───── DOCUMENT SEGMENT

It has been reported that hallucinatory phenomena are facilitated by altered states of consciousness (Horowitz and Adams, 1970). We might speculate that the altered state of consciousness that occurs in conjunction with OBEs can also facilitate anthropomorphic imagery that conveys the approach of death. If this were the case, then Yamatoots and OBEs would each have the same function: to make the person aware that he or she is dead.
This notion might also help to explain why tunnels, common in Western NDEs and having a possible neurological basis (Blackmore, 1993), are also largely absent in Thai NDEs. Tunnels might symbolize moving from one state of consciousness to another. Roads, or the act of walking, might symbolize the same thing in Thai and some Indian NDEs. Indeed, most of my collection features one or the other. One of my cases did feature a tunnel, but it did not occur at the beginning of the experience, as it most often would in Western NDEs. Rather, it appeared following an interview with Yama, who asked if the NDEr wanted to see hell. The experiencer answered “yes,” and the entry into the first level of hell was made “by opening a tunnel.”

──────────
───── DATASET EXTRACT

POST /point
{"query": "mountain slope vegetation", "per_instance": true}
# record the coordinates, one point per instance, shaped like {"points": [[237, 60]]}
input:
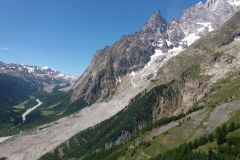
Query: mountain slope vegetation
{"points": [[193, 72]]}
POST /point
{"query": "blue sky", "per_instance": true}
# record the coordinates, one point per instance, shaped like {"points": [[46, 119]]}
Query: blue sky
{"points": [[65, 34]]}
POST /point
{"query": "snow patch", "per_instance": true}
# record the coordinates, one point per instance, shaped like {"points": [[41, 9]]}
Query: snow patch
{"points": [[132, 74], [45, 67], [205, 25], [191, 38], [235, 3], [4, 138]]}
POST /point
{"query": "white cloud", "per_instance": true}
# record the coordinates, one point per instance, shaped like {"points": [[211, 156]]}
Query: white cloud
{"points": [[5, 48]]}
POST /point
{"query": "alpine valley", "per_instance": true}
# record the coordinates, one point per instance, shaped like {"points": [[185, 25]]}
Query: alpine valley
{"points": [[170, 91]]}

──────────

JOBS ▸
1/ Translate this sentence from the passage on Thai near-death experiences into Spanish: "Tunnels might symbolize moving from one state of consciousness to another."
2/ In the passage on Thai near-death experiences, who asked the experiencer in the tunnel case whether they wanted to see hell?

TASK-BY-TASK RESULTS ▸
1/ Los túneles podrían simbolizar el paso de un estado de conciencia a otro.

2/ Yama